But the box says "72 calories per biscuit"

So what's that about?
The official SI unit for energy is the joule. Which is equivalent to 1 newton metre. ie the work done on an object when a force of 1 N acts on it in the direction of its motion through a distance of one metre (1 N⋅m)
Another definition is the energy dissipated as heat when an electric current of one ampere passes through a resistance of one ohm for one second.

Not particularly intuitive as a unit for food, right?
The calorie, as you probably know, is defined as the energy needed to heat 1g (1ml) of water by 1 degree Celsius at 1 atmosphere.

Food's calorific content used to be worked out by doing just this - burning it and seeing by how many degrees the temp of some water would rise.
Confusingly, 1 KILOcalorie is the same as 1 Calorie - the modern food usage just dropped the kilo to make things simpler. Which is fine, but it did give me a bit of a shock (see below).

= Stated goal 1 =
Extract every line from the rows below that contains the string "face", matching case exactly.
= Stated goal 2 =
Resume the passage about calories and joules, writing on from its last sentence.

= Material to process =
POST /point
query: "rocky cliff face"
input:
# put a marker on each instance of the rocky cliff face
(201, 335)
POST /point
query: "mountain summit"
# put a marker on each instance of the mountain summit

= Response 1 =
query: "rocky cliff face"
# put a marker on each instance of the rocky cliff face

= Response 2 =
But I doubt anyone burnt these biscuits to come up with the figures above. Or that salad dressing you had at lunch. Or the tiramisu you'll have tonight.

Instead food labs and manufacturers use the Atwater system, developed by the father of American nutrition, Wilbur Olin Atwater
Atwater co-invented the respiration calorimeter, to measure precisely the energy provided by food and created a system to measure that energy in units, known as food calories (the concept of a calorie already existed, but not previously applied to nutrition)
Before Atwater, many experiments on calorie intake & expenditure had been conducted on animals. During this period, there was a widely held belief that the 1st law of thermodynamics (conservation of energy) applied to animals but not humans because we're so #special.
Atwater showed that if energy consumed in food was not used, it would be stored. He stated different types of food produced different amounts of energy. In 1896 a chemical analysis of 2600 American foodstuffs was published.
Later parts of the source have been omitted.